• _PASSAGE PROVIDED_
Feb 10 00:38:09 relforge1004 systemd[1]: kibana.service: Unit entered failed state.
Feb 10 00:38:09 relforge1004 systemd[1]: kibana.service: Failed with result 'exit-code'.

We can see that the systemd unit is /etc/systemd/system/kibana.service:

ryankemper@relforge1004:~$ cat /etc/systemd/system/kibana.service
[Unit]
Description=Kibana

[Service]
Type=simple
User=kibana
Group=kibana
# Load env vars from /etc/default/ and /etc/sysconfig/ if they exist.
# Prefixing the path with '-' makes it try to load, but if the file doesn't
# exist, it continues onward.
EnvironmentFile=-/etc/default/kibana
EnvironmentFile=-/etc/sysconfig/kibana
ExecStart=/usr/share/kibana/bin/kibana "-c /etc/kibana/kibana.yml"
Restart=always
WorkingDirectory=/

[Install]
WantedBy=multi-user.target

which references this file:

ryankemper@relforge1004:~$ cat /etc/kibana/kibana.yml
kibana.defaultAppId: dashboard/default
logging.quiet: false
metrics.enabled: false
newsfeed.enabled: false
server.maxPayloadBytes: 4194304
telemetry.enabled: false
timelion.enabled: false

Searching around in the puppet repo for where that file gets provisioned, I found the patch https://phabricator.wikimedia.org/T259794 for ticket https://gerrit.wikimedia.org/r/c/operations/puppet/+/618948/ which adds these and sets them to false.

Dzahn added a subscriber: Dzahn.Wed, Feb 10, 9:57 PM

ACKed Icinga unhandled CRIT alerts for relforge1003/1004 (systemd state) with a link to the comment above.

Change 665058 had a related patch set uploaded (by Ryan Kemper; owner: Ryan Kemper):
[operations/puppet@production] kibana: only render if explicitly set

https://gerrit.wikimedia.org/r/665058

• _PROMPT 1_
Arrange the records, starting at their first line and ending at the line that contains "positive clicks: (155, 171)", as a Markdown table with the columns Row and Line. Leave out blank lines.
The text and the records come from unrelated sources.

• _Dataset excerpts_
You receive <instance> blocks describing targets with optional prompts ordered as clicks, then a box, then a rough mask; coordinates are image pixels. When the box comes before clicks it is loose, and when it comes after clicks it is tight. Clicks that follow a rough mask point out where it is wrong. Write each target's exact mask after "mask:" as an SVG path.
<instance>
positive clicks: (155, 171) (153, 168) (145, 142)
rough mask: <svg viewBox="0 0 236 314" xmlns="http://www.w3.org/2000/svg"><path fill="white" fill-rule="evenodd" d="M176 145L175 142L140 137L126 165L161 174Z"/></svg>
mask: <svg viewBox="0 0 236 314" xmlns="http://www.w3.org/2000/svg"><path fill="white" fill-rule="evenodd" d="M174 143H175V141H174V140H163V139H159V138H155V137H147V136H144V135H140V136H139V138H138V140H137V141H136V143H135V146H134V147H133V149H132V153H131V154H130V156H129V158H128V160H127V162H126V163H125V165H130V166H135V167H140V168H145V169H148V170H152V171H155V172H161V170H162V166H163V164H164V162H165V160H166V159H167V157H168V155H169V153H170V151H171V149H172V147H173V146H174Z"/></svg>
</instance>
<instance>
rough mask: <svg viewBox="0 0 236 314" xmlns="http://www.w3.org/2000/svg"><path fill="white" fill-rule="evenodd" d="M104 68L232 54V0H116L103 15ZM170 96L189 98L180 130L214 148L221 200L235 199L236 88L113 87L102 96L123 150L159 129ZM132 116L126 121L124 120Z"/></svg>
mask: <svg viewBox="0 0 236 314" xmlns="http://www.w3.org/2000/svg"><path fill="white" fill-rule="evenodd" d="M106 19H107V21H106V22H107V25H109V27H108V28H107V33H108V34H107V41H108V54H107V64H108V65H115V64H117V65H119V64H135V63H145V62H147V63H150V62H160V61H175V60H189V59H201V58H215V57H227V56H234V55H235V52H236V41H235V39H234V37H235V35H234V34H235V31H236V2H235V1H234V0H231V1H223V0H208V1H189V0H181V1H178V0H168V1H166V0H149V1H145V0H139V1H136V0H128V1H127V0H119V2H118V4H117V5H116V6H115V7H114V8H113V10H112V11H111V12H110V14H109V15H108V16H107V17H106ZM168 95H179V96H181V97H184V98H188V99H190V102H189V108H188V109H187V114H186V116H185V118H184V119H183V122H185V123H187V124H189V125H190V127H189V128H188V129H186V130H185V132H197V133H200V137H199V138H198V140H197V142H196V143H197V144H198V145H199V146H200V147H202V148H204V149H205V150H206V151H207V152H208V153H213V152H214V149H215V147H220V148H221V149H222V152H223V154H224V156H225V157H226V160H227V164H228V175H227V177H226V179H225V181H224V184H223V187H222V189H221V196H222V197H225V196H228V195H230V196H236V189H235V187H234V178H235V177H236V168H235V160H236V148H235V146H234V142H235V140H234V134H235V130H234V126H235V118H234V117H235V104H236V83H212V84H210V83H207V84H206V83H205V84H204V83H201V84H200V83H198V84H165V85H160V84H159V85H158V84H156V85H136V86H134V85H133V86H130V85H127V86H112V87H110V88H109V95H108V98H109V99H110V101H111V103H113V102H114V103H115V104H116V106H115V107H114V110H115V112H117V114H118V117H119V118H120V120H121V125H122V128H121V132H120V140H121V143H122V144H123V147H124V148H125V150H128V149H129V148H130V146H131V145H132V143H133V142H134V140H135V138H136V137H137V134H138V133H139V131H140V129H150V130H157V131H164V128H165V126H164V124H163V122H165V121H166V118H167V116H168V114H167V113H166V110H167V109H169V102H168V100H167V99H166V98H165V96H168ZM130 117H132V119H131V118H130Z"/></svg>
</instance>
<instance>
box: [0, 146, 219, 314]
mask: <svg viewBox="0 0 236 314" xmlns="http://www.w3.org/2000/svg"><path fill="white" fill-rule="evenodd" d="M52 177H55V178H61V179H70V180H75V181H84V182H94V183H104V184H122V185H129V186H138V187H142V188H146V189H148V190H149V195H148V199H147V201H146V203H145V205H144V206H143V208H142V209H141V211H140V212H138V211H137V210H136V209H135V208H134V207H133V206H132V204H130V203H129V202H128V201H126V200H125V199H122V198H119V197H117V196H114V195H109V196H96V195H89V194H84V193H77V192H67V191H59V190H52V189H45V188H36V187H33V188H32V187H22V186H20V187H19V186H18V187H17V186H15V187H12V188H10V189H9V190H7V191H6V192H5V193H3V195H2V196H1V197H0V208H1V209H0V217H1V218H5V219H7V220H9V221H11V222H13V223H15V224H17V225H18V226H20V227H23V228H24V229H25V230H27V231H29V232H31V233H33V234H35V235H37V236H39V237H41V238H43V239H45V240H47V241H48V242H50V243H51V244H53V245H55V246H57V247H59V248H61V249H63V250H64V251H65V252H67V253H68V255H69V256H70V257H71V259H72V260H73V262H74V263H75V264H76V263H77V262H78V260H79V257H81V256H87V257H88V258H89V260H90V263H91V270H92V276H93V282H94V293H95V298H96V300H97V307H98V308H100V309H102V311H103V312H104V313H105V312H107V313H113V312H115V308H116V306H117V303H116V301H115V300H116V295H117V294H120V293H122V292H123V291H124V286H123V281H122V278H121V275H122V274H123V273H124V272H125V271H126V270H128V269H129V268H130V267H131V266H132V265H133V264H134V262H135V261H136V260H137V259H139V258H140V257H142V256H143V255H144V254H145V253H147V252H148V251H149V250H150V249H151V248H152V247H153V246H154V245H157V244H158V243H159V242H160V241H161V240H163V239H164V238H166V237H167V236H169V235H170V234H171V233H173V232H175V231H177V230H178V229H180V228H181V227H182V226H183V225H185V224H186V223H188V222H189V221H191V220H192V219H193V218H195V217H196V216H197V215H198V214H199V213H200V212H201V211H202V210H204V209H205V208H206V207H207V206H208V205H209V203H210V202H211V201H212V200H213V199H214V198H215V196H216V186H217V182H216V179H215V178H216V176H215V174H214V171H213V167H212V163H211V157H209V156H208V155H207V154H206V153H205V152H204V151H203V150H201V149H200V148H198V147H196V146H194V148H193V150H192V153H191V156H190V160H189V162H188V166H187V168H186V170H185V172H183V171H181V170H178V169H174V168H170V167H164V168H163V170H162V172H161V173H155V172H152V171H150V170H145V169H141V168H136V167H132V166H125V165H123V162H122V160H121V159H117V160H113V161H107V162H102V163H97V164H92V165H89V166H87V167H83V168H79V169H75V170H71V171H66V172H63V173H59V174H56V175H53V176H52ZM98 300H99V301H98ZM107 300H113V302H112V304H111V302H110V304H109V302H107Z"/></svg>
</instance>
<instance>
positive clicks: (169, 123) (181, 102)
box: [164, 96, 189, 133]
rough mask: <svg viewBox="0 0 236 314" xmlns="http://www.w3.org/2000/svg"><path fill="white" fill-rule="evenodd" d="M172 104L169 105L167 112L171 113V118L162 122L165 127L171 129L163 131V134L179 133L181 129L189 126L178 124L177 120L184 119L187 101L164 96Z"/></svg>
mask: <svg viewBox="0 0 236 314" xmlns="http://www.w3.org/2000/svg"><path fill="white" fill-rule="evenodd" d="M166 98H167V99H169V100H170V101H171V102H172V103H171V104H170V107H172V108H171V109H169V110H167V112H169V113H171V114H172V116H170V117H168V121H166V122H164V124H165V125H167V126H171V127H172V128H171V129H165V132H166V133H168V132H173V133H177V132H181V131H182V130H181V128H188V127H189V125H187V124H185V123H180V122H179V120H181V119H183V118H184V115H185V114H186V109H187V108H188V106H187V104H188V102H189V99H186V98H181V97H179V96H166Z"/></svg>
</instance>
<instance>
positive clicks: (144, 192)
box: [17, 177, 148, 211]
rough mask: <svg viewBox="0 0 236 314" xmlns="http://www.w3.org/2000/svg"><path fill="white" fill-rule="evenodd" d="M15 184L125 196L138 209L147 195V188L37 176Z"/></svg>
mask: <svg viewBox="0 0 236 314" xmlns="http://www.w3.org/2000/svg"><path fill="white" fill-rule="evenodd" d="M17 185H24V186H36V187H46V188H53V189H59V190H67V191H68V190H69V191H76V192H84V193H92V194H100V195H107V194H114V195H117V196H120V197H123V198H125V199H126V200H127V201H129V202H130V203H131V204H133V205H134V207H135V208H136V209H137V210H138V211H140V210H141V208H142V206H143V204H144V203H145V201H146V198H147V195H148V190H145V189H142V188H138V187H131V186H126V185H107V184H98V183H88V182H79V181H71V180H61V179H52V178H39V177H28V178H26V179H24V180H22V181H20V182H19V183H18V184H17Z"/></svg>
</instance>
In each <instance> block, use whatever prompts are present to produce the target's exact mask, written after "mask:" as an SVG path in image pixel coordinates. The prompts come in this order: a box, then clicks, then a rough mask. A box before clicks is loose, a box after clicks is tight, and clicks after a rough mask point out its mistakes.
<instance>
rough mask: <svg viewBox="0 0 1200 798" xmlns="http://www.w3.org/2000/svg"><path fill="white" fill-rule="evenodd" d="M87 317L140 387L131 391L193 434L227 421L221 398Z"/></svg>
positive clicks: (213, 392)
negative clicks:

• _PROMPT 2_
In the Kibana troubleshooting thread, what value is server.maxPayloadBytes set to in kibana.yml?

• _EXERCISE RESULT 1_
| Row | Line |
|---|---|
| 1 | You receive <instance> blocks describing targets with optional prompts ordered as clicks, then a box, then a rough mask; coordinates are image pixels. When the box comes before clicks it is loose, and when it comes after clicks it is tight. Clicks that follow a rough mask point out where it is wrong. Write each target's exact mask after "mask:" as an SVG path. |
| 2 | <instance> |
| 3 | positive clicks: (155, 171) (153, 168) (145, 142) |

• _EXERCISE RESULT 2_
4194304